_Passage shown_
26. The method of audio conferencing of claim 25 , wherein the soundtrack signal is a near-end soundtrack signal, the method comprising:
combining the near-end soundtrack signal with the far-end audio signal to generate the far-end reference signal; and
generating the near-end transmit speech signal by performing acoustic echo cancellation and residual echo suppression on the near-end audio signal, wherein a level of the residual echo suppression that is performed depends on the level of the near-end soundtrack signal.
27. The method of audio conferencing of claim 26 , further comprising:
receiving the near-end transmit speech signal at the far end;
receiving a far-end soundtrack signal;
combining the far-end soundtrack signal with the near-end transmit speech signal thereby generating a near-end reference signal; and
playing back the near-end reference signal through a far-end speaker.
28. The method of audio conferencing of claim 27 , further comprising:
generating a far-end audio signal with a far-end microphone;
performing acoustic echo cancellation and residual echo suppression on the far-end audio signal to generate a far-end transmit speech signal, wherein a level of the residual echo suppression that is performed is responsive to the level of the far-end soundtrack signal; and
transmitting the far-end transmit speech signal to the near end.
29. The method of audio conferencing of claim 25 , wherein generating the near-end transmit speech signal further comprises:
adding comfort noise to the near-end transmit speech signal.

_Extracted entries_
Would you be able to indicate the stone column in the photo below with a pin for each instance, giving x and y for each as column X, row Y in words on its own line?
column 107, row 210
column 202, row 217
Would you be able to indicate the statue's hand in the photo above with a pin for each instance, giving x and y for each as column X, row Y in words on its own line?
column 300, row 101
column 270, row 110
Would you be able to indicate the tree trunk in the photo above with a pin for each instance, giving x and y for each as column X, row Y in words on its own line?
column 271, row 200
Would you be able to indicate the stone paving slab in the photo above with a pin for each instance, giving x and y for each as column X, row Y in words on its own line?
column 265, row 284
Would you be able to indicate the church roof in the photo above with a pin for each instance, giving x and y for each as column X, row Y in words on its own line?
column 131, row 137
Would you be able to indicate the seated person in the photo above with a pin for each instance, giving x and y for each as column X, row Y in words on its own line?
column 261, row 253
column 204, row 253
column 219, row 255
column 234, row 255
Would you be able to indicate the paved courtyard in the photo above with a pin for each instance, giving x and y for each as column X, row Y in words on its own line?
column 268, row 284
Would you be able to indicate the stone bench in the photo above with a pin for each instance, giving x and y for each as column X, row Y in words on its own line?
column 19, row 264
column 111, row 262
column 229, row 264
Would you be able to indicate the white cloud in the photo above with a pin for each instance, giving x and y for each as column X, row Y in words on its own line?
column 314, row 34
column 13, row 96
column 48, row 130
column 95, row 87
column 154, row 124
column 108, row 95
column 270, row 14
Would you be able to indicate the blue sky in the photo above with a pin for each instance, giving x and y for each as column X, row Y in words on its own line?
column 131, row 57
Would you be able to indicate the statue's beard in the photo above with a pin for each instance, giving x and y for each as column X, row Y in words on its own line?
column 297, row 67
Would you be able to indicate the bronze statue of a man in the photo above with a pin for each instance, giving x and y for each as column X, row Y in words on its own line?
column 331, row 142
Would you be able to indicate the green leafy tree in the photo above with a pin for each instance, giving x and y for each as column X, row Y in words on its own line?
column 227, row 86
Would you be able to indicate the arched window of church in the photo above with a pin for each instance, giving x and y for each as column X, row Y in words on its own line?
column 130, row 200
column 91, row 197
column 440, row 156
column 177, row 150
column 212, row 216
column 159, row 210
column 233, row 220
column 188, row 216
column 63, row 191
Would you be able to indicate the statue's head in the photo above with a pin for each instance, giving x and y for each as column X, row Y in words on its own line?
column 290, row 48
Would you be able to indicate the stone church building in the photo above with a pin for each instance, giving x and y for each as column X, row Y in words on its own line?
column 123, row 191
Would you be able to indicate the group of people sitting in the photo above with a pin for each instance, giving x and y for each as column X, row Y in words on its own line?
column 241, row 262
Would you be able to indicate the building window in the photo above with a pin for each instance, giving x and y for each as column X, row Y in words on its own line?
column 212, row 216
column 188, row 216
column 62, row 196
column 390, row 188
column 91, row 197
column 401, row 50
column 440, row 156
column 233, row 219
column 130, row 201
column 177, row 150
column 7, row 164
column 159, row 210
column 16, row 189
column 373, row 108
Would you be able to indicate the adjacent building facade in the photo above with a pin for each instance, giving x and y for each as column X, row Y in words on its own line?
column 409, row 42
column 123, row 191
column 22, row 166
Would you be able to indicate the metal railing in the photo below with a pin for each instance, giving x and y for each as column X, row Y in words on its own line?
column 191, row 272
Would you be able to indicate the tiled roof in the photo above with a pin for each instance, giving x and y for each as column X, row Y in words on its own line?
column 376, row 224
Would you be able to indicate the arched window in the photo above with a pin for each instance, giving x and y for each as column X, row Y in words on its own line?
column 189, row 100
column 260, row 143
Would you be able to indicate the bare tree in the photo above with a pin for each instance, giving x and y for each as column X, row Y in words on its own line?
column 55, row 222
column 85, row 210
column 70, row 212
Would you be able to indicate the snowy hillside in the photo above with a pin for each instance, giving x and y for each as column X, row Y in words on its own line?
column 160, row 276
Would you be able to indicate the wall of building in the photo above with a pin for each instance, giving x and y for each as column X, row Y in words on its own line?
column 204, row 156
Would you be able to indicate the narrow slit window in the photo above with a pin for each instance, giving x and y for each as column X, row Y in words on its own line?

_Things to do_
1. Report only the number of lines in the records that contain the string "statue".
2. Extend the audio conferencing patent claims above, starting after the final line shown.

_Task answers_
1. 4

2.
30. The method of audio conferencing of claim 29 , wherein a level of the comfort noise added to the near-end transmit speech signal depends on the level of the soundtrack signal.
31. The method of audio conferencing of claim 25 , wherein the soundtrack signal is a far-end soundtrack signal, the method comprising:
combining the far-end soundtrack signal with the far-end audio signal to generate a far-end reference signal; and
generating the near-end transmit speech signal by performing acoustic echo cancellation and residual echo suppression on the near-end audio signal, wherein the level of the residual echo suppression that is performed depends on the level of the far-end soundtrack signal.
32. The method of audio conferencing of claim 31 , further comprising:
receiving the near-end transmit speech signal at the far end;
combining the far-end soundtrack signal with the near-end transmit speech signal thereby generating a near-end reference signal; and
playing back the near-end reference signal through a far-end speaker.
33. The method of audio conferencing of claim 31 , wherein generating the near-end transmit speech signal further comprises:
adding comfort noise to the near-end transmit speech signal.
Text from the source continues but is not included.